## WHAT IS NEEDED
The listing that follows is to be output in full and without change.

────────────────

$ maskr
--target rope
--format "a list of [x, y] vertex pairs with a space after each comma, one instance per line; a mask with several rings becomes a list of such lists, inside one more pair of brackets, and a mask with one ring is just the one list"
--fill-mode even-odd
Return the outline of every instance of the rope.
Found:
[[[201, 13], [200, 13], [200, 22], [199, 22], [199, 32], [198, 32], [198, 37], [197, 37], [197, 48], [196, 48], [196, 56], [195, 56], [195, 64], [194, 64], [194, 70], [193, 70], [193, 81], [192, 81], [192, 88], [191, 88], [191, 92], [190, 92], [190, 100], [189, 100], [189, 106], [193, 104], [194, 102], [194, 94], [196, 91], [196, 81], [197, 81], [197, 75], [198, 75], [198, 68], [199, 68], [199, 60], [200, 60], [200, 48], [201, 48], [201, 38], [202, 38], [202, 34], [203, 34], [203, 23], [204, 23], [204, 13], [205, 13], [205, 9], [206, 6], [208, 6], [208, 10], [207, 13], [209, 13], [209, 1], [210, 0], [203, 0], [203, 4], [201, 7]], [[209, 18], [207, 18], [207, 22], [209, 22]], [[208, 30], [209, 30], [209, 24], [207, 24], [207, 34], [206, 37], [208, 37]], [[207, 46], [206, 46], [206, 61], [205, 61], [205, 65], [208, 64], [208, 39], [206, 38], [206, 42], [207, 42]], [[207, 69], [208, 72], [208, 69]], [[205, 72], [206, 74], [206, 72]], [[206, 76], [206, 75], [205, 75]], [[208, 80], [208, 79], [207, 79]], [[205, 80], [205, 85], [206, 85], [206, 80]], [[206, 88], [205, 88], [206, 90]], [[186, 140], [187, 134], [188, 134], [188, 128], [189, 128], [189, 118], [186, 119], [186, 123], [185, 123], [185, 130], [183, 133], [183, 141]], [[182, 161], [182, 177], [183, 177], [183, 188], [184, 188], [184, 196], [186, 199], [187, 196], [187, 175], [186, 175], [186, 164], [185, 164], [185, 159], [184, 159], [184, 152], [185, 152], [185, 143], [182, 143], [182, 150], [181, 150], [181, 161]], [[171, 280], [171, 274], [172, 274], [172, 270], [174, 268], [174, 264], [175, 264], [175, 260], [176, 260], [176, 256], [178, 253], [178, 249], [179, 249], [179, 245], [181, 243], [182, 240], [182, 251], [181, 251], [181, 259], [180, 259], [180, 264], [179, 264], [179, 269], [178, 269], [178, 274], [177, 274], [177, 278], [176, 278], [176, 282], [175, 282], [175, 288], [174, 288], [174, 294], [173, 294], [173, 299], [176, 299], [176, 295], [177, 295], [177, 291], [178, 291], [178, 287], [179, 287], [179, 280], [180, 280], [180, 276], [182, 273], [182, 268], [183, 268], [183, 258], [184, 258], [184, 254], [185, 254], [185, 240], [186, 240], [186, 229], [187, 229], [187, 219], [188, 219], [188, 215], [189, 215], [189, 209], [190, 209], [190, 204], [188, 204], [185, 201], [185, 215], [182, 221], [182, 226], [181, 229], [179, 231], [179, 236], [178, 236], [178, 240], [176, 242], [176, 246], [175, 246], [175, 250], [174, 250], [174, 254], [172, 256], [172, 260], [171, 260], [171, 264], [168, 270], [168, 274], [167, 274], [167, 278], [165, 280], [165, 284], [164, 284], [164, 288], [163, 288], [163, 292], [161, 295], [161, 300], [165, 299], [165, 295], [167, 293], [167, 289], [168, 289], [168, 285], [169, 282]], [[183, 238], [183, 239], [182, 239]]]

────────────────

## YOUR RESPONSE
$ maskr
--target rope
--format "a list of [x, y] vertex pairs with a space after each comma, one instance per line; a mask with several rings becomes a list of such lists, inside one more pair of brackets, and a mask with one ring is just the one list"
--fill-mode even-odd
Return the outline of every instance of the rope.
Found:
[[[201, 13], [200, 13], [200, 22], [199, 22], [199, 32], [198, 32], [198, 37], [197, 37], [197, 48], [196, 48], [196, 56], [195, 56], [195, 64], [194, 64], [194, 70], [193, 70], [193, 81], [192, 81], [192, 88], [191, 88], [191, 92], [190, 92], [190, 100], [189, 100], [189, 106], [193, 104], [194, 102], [194, 94], [196, 91], [196, 81], [197, 81], [197, 75], [198, 75], [198, 68], [199, 68], [199, 60], [200, 60], [200, 48], [201, 48], [201, 38], [202, 38], [202, 34], [203, 34], [203, 23], [204, 23], [204, 13], [205, 13], [205, 9], [206, 6], [208, 6], [208, 10], [207, 13], [209, 13], [209, 1], [210, 0], [203, 0], [203, 4], [201, 7]], [[209, 18], [207, 18], [207, 22], [209, 22]], [[208, 30], [209, 30], [209, 24], [207, 24], [207, 34], [206, 37], [208, 37]], [[207, 46], [206, 46], [206, 61], [205, 61], [205, 65], [208, 64], [208, 39], [206, 38], [206, 42], [207, 42]], [[207, 69], [208, 72], [208, 69]], [[205, 72], [206, 74], [206, 72]], [[206, 76], [206, 75], [205, 75]], [[208, 80], [208, 79], [207, 79]], [[205, 80], [205, 85], [206, 85], [206, 80]], [[206, 88], [205, 88], [206, 90]], [[186, 140], [187, 134], [188, 134], [188, 128], [189, 128], [189, 118], [186, 119], [186, 123], [185, 123], [185, 130], [183, 133], [183, 141]], [[182, 161], [182, 177], [183, 177], [183, 188], [184, 188], [184, 196], [186, 199], [187, 196], [187, 175], [186, 175], [186, 164], [185, 164], [185, 159], [184, 159], [184, 152], [185, 152], [185, 143], [182, 143], [182, 150], [181, 150], [181, 161]], [[171, 280], [171, 274], [172, 274], [172, 270], [174, 268], [174, 264], [175, 264], [175, 260], [176, 260], [176, 256], [178, 253], [178, 249], [179, 249], [179, 245], [181, 243], [182, 240], [182, 251], [181, 251], [181, 259], [180, 259], [180, 264], [179, 264], [179, 269], [178, 269], [178, 274], [177, 274], [177, 278], [176, 278], [176, 282], [175, 282], [175, 288], [174, 288], [174, 294], [173, 294], [173, 299], [176, 299], [176, 295], [177, 295], [177, 291], [178, 291], [178, 287], [179, 287], [179, 280], [180, 280], [180, 276], [182, 273], [182, 268], [183, 268], [183, 258], [184, 258], [184, 254], [185, 254], [185, 240], [186, 240], [186, 229], [187, 229], [187, 219], [188, 219], [188, 215], [189, 215], [189, 209], [190, 209], [190, 204], [188, 204], [185, 201], [185, 215], [182, 221], [182, 226], [181, 229], [179, 231], [179, 236], [178, 236], [178, 240], [176, 242], [176, 246], [175, 246], [175, 250], [174, 250], [174, 254], [172, 256], [172, 260], [171, 260], [171, 264], [168, 270], [168, 274], [167, 274], [167, 278], [165, 280], [165, 284], [164, 284], [164, 288], [163, 288], [163, 292], [161, 295], [161, 300], [165, 299], [165, 295], [167, 293], [167, 289], [168, 289], [168, 285], [169, 282]], [[183, 238], [183, 239], [182, 239]]]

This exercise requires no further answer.